Stated problem a
Check each statement against the Baah-Wiredu tribute below and answer yes or no, quoting the words of the tribute that settle it. (i) The New York Stock Exchange closed early on the day President Kennedy was assassinated. (ii) On his unannounced school visit, Baah-Wiredu arrived in a Toyota Land Cruiser. (iii) Baah-Wiredu became the Finance and Economic Minister in January 2005.

Provided passage
>> begin

Columnist: Adomako, Appiah Kusi

Tribute to Baah-Wiredu


Appiah Kusi Adomako, Leaders of Tomorrow Foundation, London

On the 22nd November, 1963 when President John F. Kennedy was assassinated in Texas, it caused an early closure of the New York Stock Exchange (NYSE) to prevent stocks from further downward spiralling and a subsequent market crash. The fear descended onto every trader at the stock exchange such that the London Stock Exchange felt the tremor of the death of the man who held the blazing touch of hope in a world torn between the West and East, and North and South, the rich and poor, Jew and Gentile.

When JFK was assassinated, the New York Times carried a front page headline titled: KENNEDY IS KILLED BY A SNIPER. Other front page titles read: WHY AMERICANS WEEP. Yes and indeed, the same could be said of every Ghanaian when news of the death of Hon. Kwadwo Baah-Wiredu, MP for Asante Akyem North and Minister for Finance and Economic Planning was announced last week Wednesday. Everybody was shocked about the death of Ghana’s financial engineer. From the market woman at Makola to the butcher in Bolgatanga everybody was shocked such that radio and television stations in the country devoted more than two days of their prime time to pay a glowing tribute to the indefatigable Baah-Wiredu. Even whilst the NPP was in opposition, the late Baah-Wiredu made giant contributions to the legislature. He toured his consistency often, personally financed a scholarship for brilliant but needy students in his constituency. When NPP was elected to office in 2000 and he became the Minister for Local Government and Rural Development, he made the concept of local government a working reality in the country. Within two years he had toured all the then 118 districts, municipals and metropolitan assemblies in the country, something which Ghana’s longest serving Local Government Minister- Kwamena Ahowi may have taken some five years to complete.

When he became the Minister for Education, Youth and Sports, he led Ghana’s bid to win 2008 Africa Cup of Nations. He did well to improve the quality of teaching and supervision especially at the primary and secondary level. One of my friends recollected that when he was teacher, Hon Baah-Wiredu visited the primary school where he taught in the Atwima District Education Directorate unannounced. He did not even go to the District Education Office nor did he come with a Toyota Land Cruiser. Rather, he packed his land cruiser at the Abuakwa Police Station, hired a taxi cab with his special assistant and personal body guard. By the time he came to the school where my friend was teaching, the headmaster and most of the teachers were not around. It was later told that people got to know that was he what was doing anytime he visited any educational establishment. He did not join the ranks of other ministers and directors who always publicised their visit such that the hard-core absentee teachers would come to work just to pretend that they were at post.

In January 2005 when he became the Finance and Economic Minister, he worked hard to improve the gains chalked by his immediate predecessor, Honourable Yaw Osafo Marfo. He was able to evolve prudent policies which resulted in taming inflation, increasing Ghana’s foreign reserve and others. He was able to get government economic policy for the next fiscal year approved before the commencement of the fiscal year. He negotiated for more loans and led government to divest itself of some non-performing state owned enterprises.

>> end

Data provided
>> begin

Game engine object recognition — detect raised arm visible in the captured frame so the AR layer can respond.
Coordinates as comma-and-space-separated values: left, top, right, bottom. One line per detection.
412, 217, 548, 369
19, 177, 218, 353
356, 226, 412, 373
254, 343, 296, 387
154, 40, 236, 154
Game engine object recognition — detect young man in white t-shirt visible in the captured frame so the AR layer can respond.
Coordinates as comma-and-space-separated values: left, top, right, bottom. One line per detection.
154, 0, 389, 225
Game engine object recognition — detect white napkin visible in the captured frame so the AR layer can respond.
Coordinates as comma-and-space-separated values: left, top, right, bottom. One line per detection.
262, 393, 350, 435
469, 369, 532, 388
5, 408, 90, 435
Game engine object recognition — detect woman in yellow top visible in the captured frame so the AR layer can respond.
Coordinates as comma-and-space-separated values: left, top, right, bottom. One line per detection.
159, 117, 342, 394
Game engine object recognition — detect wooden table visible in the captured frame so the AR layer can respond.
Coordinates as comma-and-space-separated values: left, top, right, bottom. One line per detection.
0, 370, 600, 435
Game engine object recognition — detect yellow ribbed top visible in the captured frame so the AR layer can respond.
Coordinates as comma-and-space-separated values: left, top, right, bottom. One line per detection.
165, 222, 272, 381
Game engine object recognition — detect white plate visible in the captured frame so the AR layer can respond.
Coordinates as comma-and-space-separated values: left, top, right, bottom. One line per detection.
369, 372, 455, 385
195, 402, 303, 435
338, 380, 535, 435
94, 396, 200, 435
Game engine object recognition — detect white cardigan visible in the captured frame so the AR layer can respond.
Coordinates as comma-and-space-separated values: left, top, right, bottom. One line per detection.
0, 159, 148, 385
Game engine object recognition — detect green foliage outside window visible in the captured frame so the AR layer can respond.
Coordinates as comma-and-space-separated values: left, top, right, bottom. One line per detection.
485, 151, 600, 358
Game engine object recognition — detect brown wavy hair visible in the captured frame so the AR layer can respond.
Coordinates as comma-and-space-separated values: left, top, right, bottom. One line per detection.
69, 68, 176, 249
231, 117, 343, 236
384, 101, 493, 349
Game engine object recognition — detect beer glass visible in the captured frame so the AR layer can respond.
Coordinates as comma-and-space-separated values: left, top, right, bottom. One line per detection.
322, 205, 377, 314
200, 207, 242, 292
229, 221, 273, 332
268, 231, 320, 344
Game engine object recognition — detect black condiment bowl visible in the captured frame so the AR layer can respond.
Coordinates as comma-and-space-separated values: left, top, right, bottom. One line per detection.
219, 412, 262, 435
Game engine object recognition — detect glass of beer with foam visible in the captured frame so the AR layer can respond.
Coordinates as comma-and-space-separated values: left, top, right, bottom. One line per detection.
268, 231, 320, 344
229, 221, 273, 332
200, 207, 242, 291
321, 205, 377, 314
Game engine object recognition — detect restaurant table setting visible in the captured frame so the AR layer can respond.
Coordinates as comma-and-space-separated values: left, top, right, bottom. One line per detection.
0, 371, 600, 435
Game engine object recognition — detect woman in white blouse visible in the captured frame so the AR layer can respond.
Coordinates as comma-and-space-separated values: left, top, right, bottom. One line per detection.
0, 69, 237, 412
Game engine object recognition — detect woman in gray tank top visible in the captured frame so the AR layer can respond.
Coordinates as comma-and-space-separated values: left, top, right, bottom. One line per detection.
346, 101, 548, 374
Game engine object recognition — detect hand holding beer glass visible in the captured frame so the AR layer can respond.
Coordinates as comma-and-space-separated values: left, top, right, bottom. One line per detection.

>> end

Stated problem b
Set out the entries above as a JSON list of strings, one string per line, from the line with "Game engine object recognition — detect young" to the line with "0, 370, 600, 435", leaving out blank lines.

Expected output a
(i) Yes: "it caused an early closure of the New York Stock Exchange (NYSE)"
(ii) No: "nor did he come with a Toyota Land Cruiser"
(iii) Yes: "In January 2005 when he became the Finance and Economic Minister"

Expected output b
[
  "Game engine object recognition — detect young man in white t-shirt visible in the captured frame so the AR layer can respond.",
  "Coordinates as comma-and-space-separated values: left, top, right, bottom. One line per detection.",
  "154, 0, 389, 225",
  "Game engine object recognition — detect white napkin visible in the captured frame so the AR layer can respond.",
  "Coordinates as comma-and-space-separated values: left, top, right, bottom. One line per detection.",
  "262, 393, 350, 435",
  "469, 369, 532, 388",
  "5, 408, 90, 435",
  "Game engine object recognition — detect woman in yellow top visible in the captured frame so the AR layer can respond.",
  "Coordinates as comma-and-space-separated values: left, top, right, bottom. One line per detection.",
  "159, 117, 342, 394",
  "Game engine object recognition — detect wooden table visible in the captured frame so the AR layer can respond.",
  "Coordinates as comma-and-space-separated values: left, top, right, bottom. One line per detection.",
  "0, 370, 600, 435"
]